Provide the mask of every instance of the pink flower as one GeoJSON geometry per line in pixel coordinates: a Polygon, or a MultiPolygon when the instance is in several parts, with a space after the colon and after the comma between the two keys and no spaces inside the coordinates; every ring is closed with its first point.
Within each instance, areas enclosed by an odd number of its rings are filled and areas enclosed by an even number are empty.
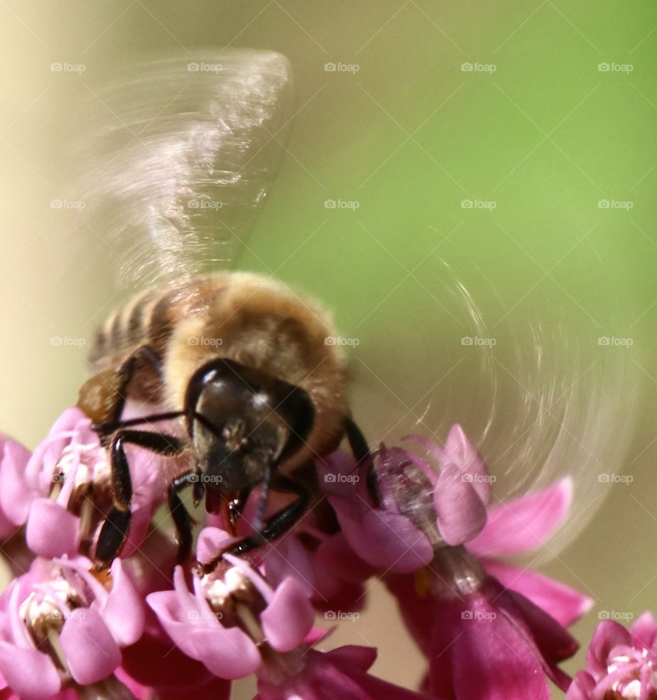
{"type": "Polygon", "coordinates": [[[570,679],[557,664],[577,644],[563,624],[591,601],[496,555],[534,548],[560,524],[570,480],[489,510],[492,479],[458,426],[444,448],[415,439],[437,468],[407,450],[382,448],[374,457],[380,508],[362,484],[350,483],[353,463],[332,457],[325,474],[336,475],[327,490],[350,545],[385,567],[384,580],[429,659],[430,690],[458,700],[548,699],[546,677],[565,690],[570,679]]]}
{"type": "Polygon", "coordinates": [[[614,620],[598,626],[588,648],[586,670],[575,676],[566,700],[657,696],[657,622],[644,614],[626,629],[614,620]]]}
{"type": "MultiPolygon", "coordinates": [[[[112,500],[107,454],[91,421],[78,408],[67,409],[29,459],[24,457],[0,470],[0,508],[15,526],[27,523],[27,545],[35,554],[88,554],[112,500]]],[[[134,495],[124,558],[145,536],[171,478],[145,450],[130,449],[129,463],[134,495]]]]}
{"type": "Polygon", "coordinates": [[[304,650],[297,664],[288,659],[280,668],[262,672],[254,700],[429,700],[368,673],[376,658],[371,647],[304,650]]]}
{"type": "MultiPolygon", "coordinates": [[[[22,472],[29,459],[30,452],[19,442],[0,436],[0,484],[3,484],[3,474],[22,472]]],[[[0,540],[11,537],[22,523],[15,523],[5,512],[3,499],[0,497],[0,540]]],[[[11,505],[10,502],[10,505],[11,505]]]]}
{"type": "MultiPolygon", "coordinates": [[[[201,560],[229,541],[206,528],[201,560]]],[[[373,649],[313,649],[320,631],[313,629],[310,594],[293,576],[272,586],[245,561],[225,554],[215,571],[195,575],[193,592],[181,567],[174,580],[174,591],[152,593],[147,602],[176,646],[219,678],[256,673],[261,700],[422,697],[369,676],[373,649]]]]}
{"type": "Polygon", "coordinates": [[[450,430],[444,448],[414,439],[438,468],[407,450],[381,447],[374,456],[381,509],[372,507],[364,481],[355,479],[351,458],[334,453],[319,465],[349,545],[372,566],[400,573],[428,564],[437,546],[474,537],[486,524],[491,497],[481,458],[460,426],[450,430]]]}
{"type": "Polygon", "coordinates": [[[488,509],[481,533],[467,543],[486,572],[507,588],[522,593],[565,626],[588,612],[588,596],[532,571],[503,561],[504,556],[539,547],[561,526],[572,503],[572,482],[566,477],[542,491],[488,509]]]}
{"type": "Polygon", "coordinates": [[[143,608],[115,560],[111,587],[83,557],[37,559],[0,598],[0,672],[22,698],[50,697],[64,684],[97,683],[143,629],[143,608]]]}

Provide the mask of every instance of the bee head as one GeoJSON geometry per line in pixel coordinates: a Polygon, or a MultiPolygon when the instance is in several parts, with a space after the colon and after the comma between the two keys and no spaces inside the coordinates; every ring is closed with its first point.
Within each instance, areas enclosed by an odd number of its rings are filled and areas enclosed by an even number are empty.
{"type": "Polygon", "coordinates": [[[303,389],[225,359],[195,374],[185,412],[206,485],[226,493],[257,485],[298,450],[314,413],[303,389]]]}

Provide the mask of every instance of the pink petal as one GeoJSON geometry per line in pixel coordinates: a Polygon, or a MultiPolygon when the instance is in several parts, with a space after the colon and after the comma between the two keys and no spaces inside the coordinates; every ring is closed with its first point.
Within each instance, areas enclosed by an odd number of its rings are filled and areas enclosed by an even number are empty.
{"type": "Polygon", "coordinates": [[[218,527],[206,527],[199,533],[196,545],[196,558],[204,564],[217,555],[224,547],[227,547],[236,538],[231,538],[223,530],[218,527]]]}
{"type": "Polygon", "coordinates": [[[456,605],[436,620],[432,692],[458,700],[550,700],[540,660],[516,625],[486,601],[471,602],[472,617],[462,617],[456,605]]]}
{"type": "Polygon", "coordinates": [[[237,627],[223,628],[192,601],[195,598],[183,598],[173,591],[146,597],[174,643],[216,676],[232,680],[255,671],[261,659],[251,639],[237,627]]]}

· · ·

Written task: Render every line of all the records above as a Markdown table with the columns Row and Record line, numbering the rows in order. Omit blank lines and the pictures.

Complete answer:
| Row | Record line |
|---|---|
| 1 | Provide the mask of every instance of the pink flower as one GeoJSON geometry per line in pixel coordinates: a Polygon, or a MultiPolygon when the instance is in several parts, with a space after the colon and after the comma between the two keys and no spaces inside the coordinates; every ring is closed with its first point. |
| 2 | Within each instance, areas enclosed by an odd number of its rings are filled and areas enclosed by an even number are empty. |
| 3 | {"type": "Polygon", "coordinates": [[[570,679],[557,664],[577,644],[563,624],[591,601],[496,555],[534,548],[560,524],[570,480],[489,510],[492,479],[458,426],[444,448],[415,439],[437,468],[407,450],[382,448],[374,457],[380,508],[362,484],[350,483],[353,463],[332,457],[325,474],[336,475],[327,490],[350,545],[385,567],[384,580],[429,659],[430,690],[458,700],[548,699],[546,677],[565,690],[570,679]]]} |
| 4 | {"type": "Polygon", "coordinates": [[[614,620],[598,626],[588,648],[586,670],[575,676],[566,700],[657,696],[657,622],[644,614],[626,629],[614,620]]]} |
| 5 | {"type": "MultiPolygon", "coordinates": [[[[112,500],[107,454],[91,421],[78,408],[67,409],[29,459],[24,457],[0,470],[0,508],[15,526],[27,523],[27,545],[35,554],[88,554],[112,500]]],[[[134,495],[124,558],[145,536],[171,478],[145,450],[130,449],[129,463],[134,495]]]]} |
| 6 | {"type": "Polygon", "coordinates": [[[304,650],[297,664],[288,659],[280,668],[262,672],[254,700],[429,700],[368,673],[376,658],[371,647],[304,650]]]} |
| 7 | {"type": "MultiPolygon", "coordinates": [[[[22,472],[29,459],[30,452],[19,442],[0,436],[0,484],[3,484],[3,474],[22,472]]],[[[0,540],[11,537],[22,523],[15,523],[5,512],[3,499],[0,497],[0,540]]],[[[11,505],[10,502],[10,505],[11,505]]]]} |
| 8 | {"type": "MultiPolygon", "coordinates": [[[[201,560],[229,541],[206,528],[201,560]]],[[[373,649],[313,649],[320,631],[313,629],[310,594],[293,576],[272,586],[245,561],[225,554],[215,571],[195,575],[193,592],[181,567],[174,580],[174,591],[152,593],[147,602],[176,646],[219,678],[256,673],[261,700],[422,697],[369,676],[373,649]]]]} |
| 9 | {"type": "Polygon", "coordinates": [[[450,430],[444,448],[414,439],[438,468],[407,450],[381,447],[374,456],[381,509],[372,507],[364,481],[355,479],[351,458],[334,453],[319,465],[349,545],[372,566],[400,573],[428,564],[437,546],[474,537],[486,524],[491,497],[481,458],[460,426],[450,430]]]} |
| 10 | {"type": "Polygon", "coordinates": [[[488,509],[481,533],[467,543],[486,572],[507,588],[522,593],[565,626],[588,612],[588,596],[532,571],[503,561],[504,556],[539,547],[561,526],[572,503],[572,482],[566,477],[542,491],[488,509]]]} |
| 11 | {"type": "Polygon", "coordinates": [[[143,608],[115,560],[111,587],[83,557],[37,559],[0,598],[0,672],[22,698],[50,697],[64,684],[97,683],[143,629],[143,608]]]} |
| 12 | Provide the mask of every instance of the bee head as one GeoJSON geometry per line in pixel coordinates: a Polygon, or a MultiPolygon when the instance is in several parts, with a space after the colon and after the comma between the two keys and no spaces inside the coordinates; every ring is closed with its first point. |
| 13 | Within each instance, areas enclosed by an odd number of its rings are filled and areas enclosed by an even number are empty. |
| 14 | {"type": "Polygon", "coordinates": [[[303,389],[225,359],[195,374],[185,412],[206,485],[226,493],[257,485],[298,450],[314,413],[303,389]]]} |
| 15 | Provide the mask of every instance of the pink petal as one GeoJSON geometry per line in pixel coordinates: a Polygon, or a MultiPolygon when the instance is in several parts, with a space after the colon and after the comma between the two keys and no spaces inside the coordinates; every ring is closed with its first point. |
| 16 | Within each instance, areas enclosed by an odd number of its rings are filled and areas enclosed by an even number are empty. |
| 17 | {"type": "Polygon", "coordinates": [[[218,527],[206,527],[199,533],[196,545],[196,558],[204,564],[217,555],[224,547],[227,547],[236,538],[231,538],[223,530],[218,527]]]} |
| 18 | {"type": "Polygon", "coordinates": [[[456,605],[436,620],[432,692],[458,700],[550,700],[540,660],[516,625],[486,601],[471,602],[472,617],[462,617],[456,605]]]} |
| 19 | {"type": "Polygon", "coordinates": [[[237,627],[223,628],[192,601],[195,598],[183,598],[173,591],[146,597],[174,643],[216,676],[232,680],[255,671],[261,659],[251,639],[237,627]]]} |